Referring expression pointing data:
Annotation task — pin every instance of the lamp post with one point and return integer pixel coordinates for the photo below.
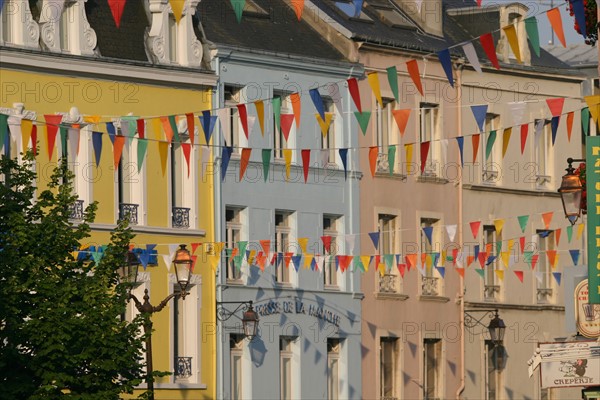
(128, 274)
(571, 191)
(249, 316)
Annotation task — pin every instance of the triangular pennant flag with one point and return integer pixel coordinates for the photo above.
(392, 73)
(524, 133)
(401, 118)
(116, 9)
(373, 155)
(413, 70)
(373, 79)
(519, 275)
(354, 93)
(471, 55)
(225, 157)
(305, 162)
(479, 112)
(297, 107)
(532, 33)
(446, 61)
(363, 119)
(424, 154)
(513, 42)
(553, 15)
(344, 156)
(490, 144)
(487, 42)
(244, 160)
(547, 218)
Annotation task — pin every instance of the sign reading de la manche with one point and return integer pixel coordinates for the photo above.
(570, 364)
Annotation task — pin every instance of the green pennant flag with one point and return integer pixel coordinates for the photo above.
(532, 33)
(266, 154)
(3, 129)
(490, 144)
(363, 120)
(238, 8)
(585, 121)
(142, 147)
(393, 80)
(391, 157)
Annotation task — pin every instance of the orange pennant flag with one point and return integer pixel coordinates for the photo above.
(413, 71)
(401, 118)
(244, 159)
(296, 106)
(556, 23)
(373, 154)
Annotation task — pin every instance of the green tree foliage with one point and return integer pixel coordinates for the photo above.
(62, 334)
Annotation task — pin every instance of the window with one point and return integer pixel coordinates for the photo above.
(430, 284)
(388, 368)
(236, 350)
(432, 361)
(286, 367)
(233, 230)
(429, 132)
(544, 272)
(333, 369)
(491, 288)
(331, 228)
(282, 241)
(388, 226)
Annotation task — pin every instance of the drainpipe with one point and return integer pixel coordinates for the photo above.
(461, 295)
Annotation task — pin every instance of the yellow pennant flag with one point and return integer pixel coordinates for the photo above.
(177, 7)
(373, 79)
(498, 224)
(409, 150)
(593, 103)
(163, 151)
(303, 242)
(324, 124)
(260, 111)
(505, 140)
(26, 128)
(499, 274)
(287, 155)
(511, 35)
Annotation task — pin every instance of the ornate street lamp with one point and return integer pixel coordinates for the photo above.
(570, 191)
(249, 316)
(128, 273)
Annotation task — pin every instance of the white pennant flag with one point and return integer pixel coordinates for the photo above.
(471, 54)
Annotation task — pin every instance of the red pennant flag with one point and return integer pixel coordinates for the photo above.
(353, 88)
(244, 159)
(524, 133)
(305, 162)
(475, 228)
(243, 118)
(556, 106)
(191, 127)
(326, 243)
(487, 42)
(519, 275)
(413, 71)
(475, 142)
(286, 124)
(116, 9)
(570, 117)
(424, 154)
(187, 148)
(373, 154)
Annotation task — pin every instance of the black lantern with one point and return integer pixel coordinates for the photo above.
(570, 191)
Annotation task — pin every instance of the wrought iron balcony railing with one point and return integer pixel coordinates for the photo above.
(181, 217)
(129, 211)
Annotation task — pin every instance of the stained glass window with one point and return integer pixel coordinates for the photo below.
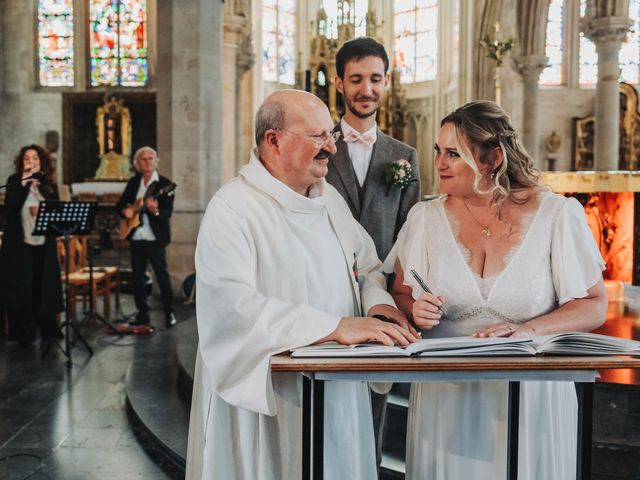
(552, 74)
(416, 39)
(345, 10)
(279, 40)
(55, 43)
(118, 42)
(588, 65)
(629, 55)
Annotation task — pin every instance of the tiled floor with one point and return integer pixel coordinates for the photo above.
(68, 424)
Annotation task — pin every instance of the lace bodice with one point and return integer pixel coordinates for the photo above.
(557, 260)
(485, 283)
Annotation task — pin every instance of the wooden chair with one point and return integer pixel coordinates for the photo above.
(105, 279)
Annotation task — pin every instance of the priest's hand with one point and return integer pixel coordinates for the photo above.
(366, 329)
(393, 315)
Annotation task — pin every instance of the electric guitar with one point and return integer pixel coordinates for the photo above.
(127, 225)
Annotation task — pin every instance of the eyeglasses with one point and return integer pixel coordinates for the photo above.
(318, 141)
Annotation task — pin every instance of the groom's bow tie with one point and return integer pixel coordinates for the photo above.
(366, 140)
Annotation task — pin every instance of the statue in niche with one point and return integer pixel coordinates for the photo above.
(629, 145)
(113, 122)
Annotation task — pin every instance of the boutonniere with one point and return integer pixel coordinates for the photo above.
(399, 173)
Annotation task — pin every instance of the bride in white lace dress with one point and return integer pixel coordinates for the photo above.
(505, 257)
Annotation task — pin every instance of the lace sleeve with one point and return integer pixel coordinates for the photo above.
(576, 263)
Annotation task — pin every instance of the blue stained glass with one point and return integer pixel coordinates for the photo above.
(118, 42)
(552, 74)
(278, 41)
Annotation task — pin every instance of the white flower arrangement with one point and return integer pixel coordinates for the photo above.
(399, 173)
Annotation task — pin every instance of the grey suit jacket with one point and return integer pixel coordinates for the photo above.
(379, 209)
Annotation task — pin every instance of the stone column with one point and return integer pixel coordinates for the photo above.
(189, 112)
(530, 67)
(237, 59)
(607, 33)
(244, 102)
(529, 61)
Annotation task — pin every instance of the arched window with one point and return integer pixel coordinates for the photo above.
(352, 11)
(55, 43)
(581, 65)
(552, 74)
(118, 42)
(629, 56)
(279, 41)
(588, 60)
(415, 48)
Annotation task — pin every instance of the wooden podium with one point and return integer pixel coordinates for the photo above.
(581, 370)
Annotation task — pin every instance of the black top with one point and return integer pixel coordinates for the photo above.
(159, 223)
(16, 267)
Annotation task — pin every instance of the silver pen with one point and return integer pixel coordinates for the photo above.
(425, 288)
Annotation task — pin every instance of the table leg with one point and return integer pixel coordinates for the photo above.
(585, 429)
(312, 428)
(513, 429)
(306, 427)
(317, 393)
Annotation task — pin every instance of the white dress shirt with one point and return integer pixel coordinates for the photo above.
(359, 155)
(144, 231)
(29, 221)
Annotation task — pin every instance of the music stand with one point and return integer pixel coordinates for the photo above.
(66, 218)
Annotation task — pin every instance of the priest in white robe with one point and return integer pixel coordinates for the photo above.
(280, 264)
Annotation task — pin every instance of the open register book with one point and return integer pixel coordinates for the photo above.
(574, 343)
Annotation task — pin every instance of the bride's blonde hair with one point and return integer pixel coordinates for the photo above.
(479, 128)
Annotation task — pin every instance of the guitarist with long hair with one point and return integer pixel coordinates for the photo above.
(140, 203)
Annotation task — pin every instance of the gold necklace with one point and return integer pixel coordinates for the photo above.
(486, 230)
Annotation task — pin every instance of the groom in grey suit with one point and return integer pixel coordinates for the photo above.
(357, 169)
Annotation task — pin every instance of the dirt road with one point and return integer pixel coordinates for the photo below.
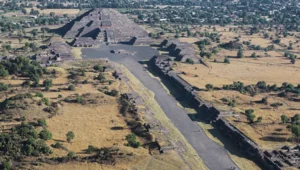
(214, 156)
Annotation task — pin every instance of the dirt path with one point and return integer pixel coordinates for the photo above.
(214, 156)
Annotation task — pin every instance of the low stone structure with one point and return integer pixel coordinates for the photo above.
(56, 52)
(180, 50)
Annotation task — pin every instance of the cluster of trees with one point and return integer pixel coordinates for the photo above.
(251, 116)
(261, 86)
(24, 140)
(291, 56)
(131, 141)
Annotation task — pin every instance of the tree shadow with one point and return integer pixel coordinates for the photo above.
(59, 140)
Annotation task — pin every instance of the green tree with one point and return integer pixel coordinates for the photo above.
(3, 87)
(3, 72)
(71, 87)
(240, 53)
(209, 87)
(189, 60)
(284, 118)
(45, 135)
(226, 60)
(293, 60)
(250, 115)
(70, 136)
(47, 84)
(296, 131)
(259, 119)
(98, 68)
(295, 118)
(131, 139)
(70, 155)
(42, 122)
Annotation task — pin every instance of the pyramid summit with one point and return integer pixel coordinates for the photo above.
(104, 25)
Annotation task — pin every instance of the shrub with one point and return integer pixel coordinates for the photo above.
(42, 122)
(225, 99)
(3, 87)
(57, 145)
(112, 92)
(295, 118)
(259, 119)
(232, 103)
(209, 87)
(250, 115)
(45, 135)
(45, 101)
(131, 139)
(70, 136)
(189, 60)
(26, 83)
(101, 77)
(261, 84)
(39, 94)
(47, 83)
(284, 118)
(226, 60)
(98, 68)
(264, 100)
(7, 165)
(71, 155)
(90, 149)
(276, 104)
(71, 87)
(79, 99)
(240, 53)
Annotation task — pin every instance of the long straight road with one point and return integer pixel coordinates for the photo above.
(213, 155)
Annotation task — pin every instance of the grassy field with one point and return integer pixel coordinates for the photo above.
(193, 161)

▶ **Exercise**
Reproduce exactly every line between the line with "Annotation task — pin every instance of the pyramid" and the last line of the records above, both included.

▶ **Expected output**
Annotation task — pin every instance of the pyramid summit with one point and return integer pixel coordinates for the photo above.
(104, 25)
Annotation task — pin every instance of the shrub with one point and return integer pixel coordinates for the photo above.
(42, 122)
(225, 99)
(3, 87)
(57, 145)
(112, 92)
(295, 118)
(259, 119)
(232, 103)
(209, 87)
(250, 115)
(45, 135)
(45, 101)
(131, 139)
(70, 136)
(189, 60)
(26, 83)
(101, 77)
(261, 84)
(39, 94)
(47, 83)
(284, 118)
(226, 60)
(98, 68)
(264, 100)
(7, 165)
(71, 155)
(90, 149)
(276, 104)
(71, 87)
(79, 99)
(240, 53)
Annotation task — pin every instance of the long straight road with one point and return integer pixel coordinates for the photo above.
(213, 155)
Annotation task — pin every instance of the grassy field with one point and return integer pixel coordinates for the photo above.
(193, 161)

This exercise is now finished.